── THE DATA ──

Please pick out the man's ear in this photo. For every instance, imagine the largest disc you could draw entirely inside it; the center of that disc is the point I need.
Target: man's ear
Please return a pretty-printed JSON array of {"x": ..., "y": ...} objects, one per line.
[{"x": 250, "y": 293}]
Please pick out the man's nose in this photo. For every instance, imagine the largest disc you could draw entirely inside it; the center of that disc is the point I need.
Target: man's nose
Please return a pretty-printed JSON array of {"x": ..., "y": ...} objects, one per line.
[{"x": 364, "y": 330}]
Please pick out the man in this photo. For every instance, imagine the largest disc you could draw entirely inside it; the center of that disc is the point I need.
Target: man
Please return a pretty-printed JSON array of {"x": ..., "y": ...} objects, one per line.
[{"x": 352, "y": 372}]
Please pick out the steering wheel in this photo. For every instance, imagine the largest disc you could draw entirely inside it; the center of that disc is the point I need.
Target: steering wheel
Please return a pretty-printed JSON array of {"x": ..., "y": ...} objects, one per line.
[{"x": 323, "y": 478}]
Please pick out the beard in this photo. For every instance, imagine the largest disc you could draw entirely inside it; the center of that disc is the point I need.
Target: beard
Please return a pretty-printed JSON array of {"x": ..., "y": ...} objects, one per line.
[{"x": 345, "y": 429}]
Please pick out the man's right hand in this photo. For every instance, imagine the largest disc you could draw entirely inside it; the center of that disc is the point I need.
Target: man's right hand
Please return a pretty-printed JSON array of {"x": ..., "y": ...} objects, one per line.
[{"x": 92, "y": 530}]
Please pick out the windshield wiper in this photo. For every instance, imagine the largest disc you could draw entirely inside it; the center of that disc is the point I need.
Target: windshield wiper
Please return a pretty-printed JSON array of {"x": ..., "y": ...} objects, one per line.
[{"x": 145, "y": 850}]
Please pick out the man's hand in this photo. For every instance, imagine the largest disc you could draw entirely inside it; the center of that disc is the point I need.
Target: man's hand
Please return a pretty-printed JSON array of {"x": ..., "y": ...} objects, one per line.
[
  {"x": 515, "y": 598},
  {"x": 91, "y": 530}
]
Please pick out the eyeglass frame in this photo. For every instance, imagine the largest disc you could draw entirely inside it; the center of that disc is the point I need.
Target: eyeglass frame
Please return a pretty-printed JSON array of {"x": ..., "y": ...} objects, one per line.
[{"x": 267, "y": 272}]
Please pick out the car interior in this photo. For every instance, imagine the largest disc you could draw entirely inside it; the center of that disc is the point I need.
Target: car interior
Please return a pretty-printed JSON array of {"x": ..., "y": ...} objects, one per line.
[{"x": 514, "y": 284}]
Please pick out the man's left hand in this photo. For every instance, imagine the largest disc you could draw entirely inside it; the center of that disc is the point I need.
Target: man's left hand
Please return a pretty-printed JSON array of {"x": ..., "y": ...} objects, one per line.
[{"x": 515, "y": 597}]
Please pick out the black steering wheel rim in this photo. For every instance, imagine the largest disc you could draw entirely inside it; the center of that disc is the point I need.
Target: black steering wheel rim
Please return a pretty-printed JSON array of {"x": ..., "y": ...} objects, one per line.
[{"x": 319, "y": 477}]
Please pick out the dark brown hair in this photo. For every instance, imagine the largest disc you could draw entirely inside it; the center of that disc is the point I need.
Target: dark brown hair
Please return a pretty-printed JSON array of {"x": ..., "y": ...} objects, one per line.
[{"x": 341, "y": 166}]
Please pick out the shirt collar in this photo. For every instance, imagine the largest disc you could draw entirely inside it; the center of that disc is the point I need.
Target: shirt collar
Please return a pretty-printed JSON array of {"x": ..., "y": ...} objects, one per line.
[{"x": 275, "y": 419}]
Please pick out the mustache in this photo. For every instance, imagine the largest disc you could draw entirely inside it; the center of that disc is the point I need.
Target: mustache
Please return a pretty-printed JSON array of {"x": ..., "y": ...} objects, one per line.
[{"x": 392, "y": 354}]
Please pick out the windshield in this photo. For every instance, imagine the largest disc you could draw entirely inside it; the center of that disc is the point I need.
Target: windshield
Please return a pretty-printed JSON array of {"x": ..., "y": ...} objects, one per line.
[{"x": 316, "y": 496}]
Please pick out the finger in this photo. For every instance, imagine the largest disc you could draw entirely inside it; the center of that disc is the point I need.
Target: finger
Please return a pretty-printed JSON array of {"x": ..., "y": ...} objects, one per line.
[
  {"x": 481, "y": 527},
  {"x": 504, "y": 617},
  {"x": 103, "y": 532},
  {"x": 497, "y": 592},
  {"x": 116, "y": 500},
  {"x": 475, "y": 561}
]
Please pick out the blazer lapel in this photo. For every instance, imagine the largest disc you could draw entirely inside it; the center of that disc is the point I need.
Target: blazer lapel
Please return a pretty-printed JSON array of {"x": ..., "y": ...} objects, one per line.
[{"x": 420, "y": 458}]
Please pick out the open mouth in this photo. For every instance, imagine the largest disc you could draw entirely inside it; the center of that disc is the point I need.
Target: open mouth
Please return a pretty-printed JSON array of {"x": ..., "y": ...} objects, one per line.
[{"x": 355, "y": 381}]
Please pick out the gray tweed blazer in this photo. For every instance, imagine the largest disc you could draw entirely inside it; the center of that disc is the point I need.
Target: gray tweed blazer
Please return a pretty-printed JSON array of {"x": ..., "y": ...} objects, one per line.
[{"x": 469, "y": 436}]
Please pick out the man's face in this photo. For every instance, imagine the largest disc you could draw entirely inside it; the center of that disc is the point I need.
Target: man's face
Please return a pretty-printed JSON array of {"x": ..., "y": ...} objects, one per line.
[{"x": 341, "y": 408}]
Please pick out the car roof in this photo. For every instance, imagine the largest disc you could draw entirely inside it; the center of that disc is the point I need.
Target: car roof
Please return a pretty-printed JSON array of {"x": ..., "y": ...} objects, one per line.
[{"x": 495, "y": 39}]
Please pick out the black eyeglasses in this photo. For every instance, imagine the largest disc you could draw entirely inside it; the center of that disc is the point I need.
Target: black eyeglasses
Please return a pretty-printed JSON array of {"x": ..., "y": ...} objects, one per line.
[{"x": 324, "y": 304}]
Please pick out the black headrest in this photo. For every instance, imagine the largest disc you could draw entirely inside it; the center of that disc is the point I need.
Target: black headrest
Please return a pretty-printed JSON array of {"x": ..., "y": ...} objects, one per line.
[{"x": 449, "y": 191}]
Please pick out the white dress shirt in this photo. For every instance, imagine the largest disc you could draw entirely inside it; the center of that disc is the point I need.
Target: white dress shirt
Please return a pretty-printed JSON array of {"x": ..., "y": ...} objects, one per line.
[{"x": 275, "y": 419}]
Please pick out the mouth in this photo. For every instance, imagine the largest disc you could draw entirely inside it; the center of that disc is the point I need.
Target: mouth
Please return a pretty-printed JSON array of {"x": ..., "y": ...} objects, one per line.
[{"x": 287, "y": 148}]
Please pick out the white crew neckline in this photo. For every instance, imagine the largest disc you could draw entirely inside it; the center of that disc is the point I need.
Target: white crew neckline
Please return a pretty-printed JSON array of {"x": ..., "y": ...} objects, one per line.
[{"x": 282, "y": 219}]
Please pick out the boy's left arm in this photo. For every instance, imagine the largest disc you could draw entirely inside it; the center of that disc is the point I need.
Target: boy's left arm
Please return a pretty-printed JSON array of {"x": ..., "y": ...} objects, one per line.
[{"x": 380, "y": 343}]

───

_TO BE DONE_
Transcribe, word for word, every line from the one containing "Please pick out the black eyeglasses" through the final line of the entries, and nothing else.

_OUTPUT_
Please pick out the black eyeglasses in this photo. For every instance, imagine the largest disc you could draw entirely inside it; the center of that disc is the point I need.
Target: black eyeglasses
Please return a pretty-printed JSON array of {"x": ..., "y": ...} objects, one per line.
[{"x": 324, "y": 304}]
Please pick out the black headrest in this photo. For every instance, imagine the largest disc you could draw entirely inside it; the center of that disc is the point I need.
Target: black headrest
Please return a pretty-printed JSON array of {"x": ..., "y": ...} objects, one per line.
[{"x": 449, "y": 191}]
Please pick out the white dress shirt in this photo. For every instance, imagine the largest disc you could draw entirely inside it; the center of that disc is the point I need.
Target: white dress shirt
Please return a pretty-printed JSON array of {"x": ..., "y": ...} objects, one per line.
[{"x": 275, "y": 419}]
Please pick out the mouth in this photo. For every instance, imagine the largest disc you could draw entirely inside it; the center of that disc is the point I need.
Target: mouth
Please return a pretty-printed JSON array of {"x": ..., "y": ...} objects, one per line.
[{"x": 287, "y": 148}]
Please pick out the white crew neckline in this photo. For every instance, imagine the largest disc you could draw entirely inside it; the center of that disc is the point I need.
Target: white crew neckline
Please return a pretty-printed JSON array of {"x": ..., "y": ...} objects, one per line.
[{"x": 282, "y": 219}]
Please pick out the boy's left arm in this photo. For every instance, imagine the largest disc you could draw entirely inside it; the center of that disc is the point I need.
Target: boy's left arm
Please return a pretty-printed JSON array of {"x": ..., "y": ...} objects, one per line.
[{"x": 380, "y": 343}]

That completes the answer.